Given exercise:
Write out the lines from the line containing "mouth? Mark that spot." through the final line of the listing below, exactly, omitting every other line.

The records:

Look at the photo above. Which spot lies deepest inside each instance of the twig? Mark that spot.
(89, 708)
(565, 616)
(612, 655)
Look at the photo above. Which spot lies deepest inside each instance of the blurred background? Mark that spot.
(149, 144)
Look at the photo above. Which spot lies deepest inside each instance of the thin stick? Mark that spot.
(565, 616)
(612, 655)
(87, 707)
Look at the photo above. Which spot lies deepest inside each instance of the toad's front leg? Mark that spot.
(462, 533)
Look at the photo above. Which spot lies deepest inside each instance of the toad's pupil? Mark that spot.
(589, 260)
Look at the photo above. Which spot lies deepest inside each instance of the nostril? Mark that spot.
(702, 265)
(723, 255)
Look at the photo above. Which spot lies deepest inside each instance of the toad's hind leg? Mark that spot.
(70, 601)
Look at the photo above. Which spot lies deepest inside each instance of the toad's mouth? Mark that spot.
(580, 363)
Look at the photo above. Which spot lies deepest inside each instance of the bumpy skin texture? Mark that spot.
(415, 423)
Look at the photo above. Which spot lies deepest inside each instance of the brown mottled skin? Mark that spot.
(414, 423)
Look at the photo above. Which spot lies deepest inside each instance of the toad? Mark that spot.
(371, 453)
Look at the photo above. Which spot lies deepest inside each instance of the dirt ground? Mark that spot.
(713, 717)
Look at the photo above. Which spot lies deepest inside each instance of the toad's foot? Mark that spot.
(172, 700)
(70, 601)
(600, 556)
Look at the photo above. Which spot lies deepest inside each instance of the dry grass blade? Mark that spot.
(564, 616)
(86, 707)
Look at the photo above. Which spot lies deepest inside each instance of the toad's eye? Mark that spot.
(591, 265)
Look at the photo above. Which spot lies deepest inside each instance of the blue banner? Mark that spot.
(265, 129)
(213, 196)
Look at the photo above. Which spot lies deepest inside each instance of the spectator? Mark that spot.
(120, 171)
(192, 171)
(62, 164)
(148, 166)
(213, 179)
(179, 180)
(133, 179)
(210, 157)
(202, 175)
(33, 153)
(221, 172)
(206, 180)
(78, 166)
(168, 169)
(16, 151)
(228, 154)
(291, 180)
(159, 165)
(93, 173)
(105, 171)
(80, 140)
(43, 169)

Final answer:
Look at the photo above. Which spot lies deepest inside each instance of the toad's mouth? Mark that spot.
(580, 363)
Look at the photo above. Which spot lies deepest inside each instance of the bumpy skin texture? Mark that spot.
(415, 423)
Look at the photo above. Which spot lies deepest inside each instance of the brown mottled skin? Mark that spot.
(414, 423)
Look at the photo above. Which spot lies deepest inside each instance of the toad? Mark that spot.
(371, 453)
Look at the photo above. Which spot lies deepest inside each instance of the dirt ground? Mark that spot.
(713, 717)
Look at the photo above. Which spot lies deepest inside each instance of the toad's foot? Mark that spot.
(172, 700)
(70, 601)
(600, 556)
Look at the photo above. Which spot lies deepest inside each instance of the dry grass blade? Mark that spot.
(564, 616)
(86, 707)
Look at the photo above. Which spot lies deepest inside each instance of the toad's eye? Mark that spot.
(591, 265)
Look at the photo above. Which spot lies deepest inside each instance of the blue banner? Mark that spot.
(265, 129)
(213, 196)
Look at the photo above. Which spot lies deepest inside each instance of the spectator? Mark that spot.
(120, 171)
(192, 171)
(62, 164)
(148, 166)
(213, 179)
(179, 180)
(133, 179)
(210, 157)
(202, 175)
(33, 153)
(221, 172)
(206, 180)
(78, 166)
(168, 169)
(16, 151)
(228, 154)
(291, 180)
(159, 165)
(93, 173)
(105, 171)
(80, 140)
(43, 169)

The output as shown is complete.